_Passage_.
━━━━━━

# 2003 Pace Arrow 37a Parts



## h8tarheels (Mar 9, 2015)

First time poster....

I recently purchased my very first RV, a 2003 Fleetwood Pace Arrow 37a, so I am new to this and to servicing any minor issues.  I used it over the weekend only to find out that my read drivers side brake/turn signal light was not working.  So I thought I would just go online and find the part number and order it myself, in order to replace the bulb.  However, I can not find any websites that will allow me to look up the part number by vehicle type.  I did review the owners manual and it appears to indicate that I need a GE 7507 bulb, however, I can not locate that particular part number either.

Does anyone know of a website where I can just put my RV information in and it will allow me to search for specific parts for my RV, such as this bulb?

Thank you in advance!


----------



## C Nash (Mar 9, 2015)

━━━━━━

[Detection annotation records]
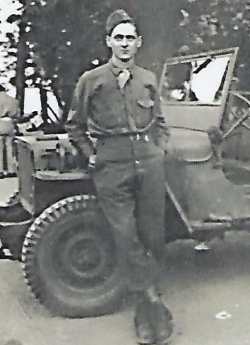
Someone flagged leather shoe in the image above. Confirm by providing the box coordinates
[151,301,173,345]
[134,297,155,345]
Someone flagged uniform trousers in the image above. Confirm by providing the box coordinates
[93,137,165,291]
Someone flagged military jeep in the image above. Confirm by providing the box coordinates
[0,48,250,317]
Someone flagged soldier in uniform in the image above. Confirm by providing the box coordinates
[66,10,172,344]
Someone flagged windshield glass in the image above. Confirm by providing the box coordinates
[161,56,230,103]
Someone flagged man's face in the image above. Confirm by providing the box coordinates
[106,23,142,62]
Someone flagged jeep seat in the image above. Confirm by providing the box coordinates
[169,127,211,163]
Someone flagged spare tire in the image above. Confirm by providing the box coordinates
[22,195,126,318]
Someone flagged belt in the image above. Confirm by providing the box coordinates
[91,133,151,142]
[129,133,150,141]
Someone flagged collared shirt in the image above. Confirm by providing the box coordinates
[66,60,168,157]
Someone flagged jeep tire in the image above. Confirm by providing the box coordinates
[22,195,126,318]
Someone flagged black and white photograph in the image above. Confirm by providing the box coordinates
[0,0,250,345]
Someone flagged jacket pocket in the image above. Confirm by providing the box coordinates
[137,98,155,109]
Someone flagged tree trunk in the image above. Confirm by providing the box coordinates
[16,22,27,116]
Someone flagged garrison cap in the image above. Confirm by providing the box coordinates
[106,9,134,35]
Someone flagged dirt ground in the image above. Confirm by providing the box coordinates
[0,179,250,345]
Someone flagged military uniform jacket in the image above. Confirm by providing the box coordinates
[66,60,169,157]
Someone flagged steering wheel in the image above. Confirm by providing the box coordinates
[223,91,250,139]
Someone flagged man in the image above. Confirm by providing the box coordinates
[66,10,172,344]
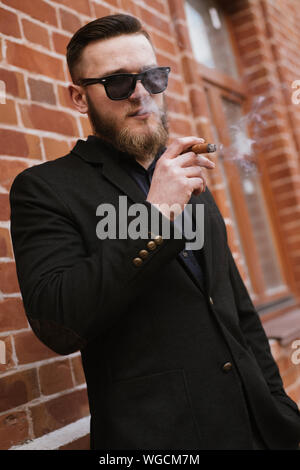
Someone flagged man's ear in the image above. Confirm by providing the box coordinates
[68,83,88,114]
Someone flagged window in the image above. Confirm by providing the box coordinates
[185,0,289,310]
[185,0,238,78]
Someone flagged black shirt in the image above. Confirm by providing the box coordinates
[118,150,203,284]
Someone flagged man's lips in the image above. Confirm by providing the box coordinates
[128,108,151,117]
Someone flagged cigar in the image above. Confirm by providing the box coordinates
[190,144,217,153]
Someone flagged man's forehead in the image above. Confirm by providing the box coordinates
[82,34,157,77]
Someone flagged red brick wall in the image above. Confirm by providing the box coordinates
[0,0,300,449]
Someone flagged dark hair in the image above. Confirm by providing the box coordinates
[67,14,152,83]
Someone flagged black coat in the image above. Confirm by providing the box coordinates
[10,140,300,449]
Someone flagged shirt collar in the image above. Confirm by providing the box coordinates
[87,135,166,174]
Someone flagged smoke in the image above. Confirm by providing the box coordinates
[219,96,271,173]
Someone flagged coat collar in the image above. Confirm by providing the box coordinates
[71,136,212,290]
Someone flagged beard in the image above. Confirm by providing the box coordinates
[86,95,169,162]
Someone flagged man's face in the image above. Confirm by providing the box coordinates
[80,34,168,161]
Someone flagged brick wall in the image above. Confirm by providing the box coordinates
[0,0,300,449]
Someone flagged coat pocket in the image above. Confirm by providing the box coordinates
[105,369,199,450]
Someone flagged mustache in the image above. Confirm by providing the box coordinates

━━━━━━

_Written instruction 1_.
In the RV parts thread, which bulb does the owners manual appear to indicate is needed?
_Written instruction 2_.
From the RV parts thread, list each detail the first post gives to identify the poster's RV, covering the year, the maker and the model.
_Written instruction 3_.
Rewrite the RV parts thread starting at "# 2003 Pace" and ending at "as this bulb?", switching "owners manual" to "service guide".

_Correct result 1_.
A GE 7507 bulb.

_Correct result 2_.
2003; Fleetwood; Pace Arrow 37a

_Correct result 3_.
# 2003 Pace Arrow 37a Parts



## h8tarheels (Mar 9, 2015)

First time poster....

I recently purchased my very first RV, a 2003 Fleetwood Pace Arrow 37a, so I am new to this and to servicing any minor issues.  I used it over the weekend only to find out that my read drivers side brake/turn signal light was not working.  So I thought I would just go online and find the part number and order it myself, in order to replace the bulb.  However, I can not find any websites that will allow me to look up the part number by vehicle type.  I did review the service guide and it appears to indicate that I need a GE 7507 bulb, however, I can not locate that particular part number either.

Does anyone know of a website where I can just put my RV information in and it will allow me to search for specific parts for my RV, such as this bulb?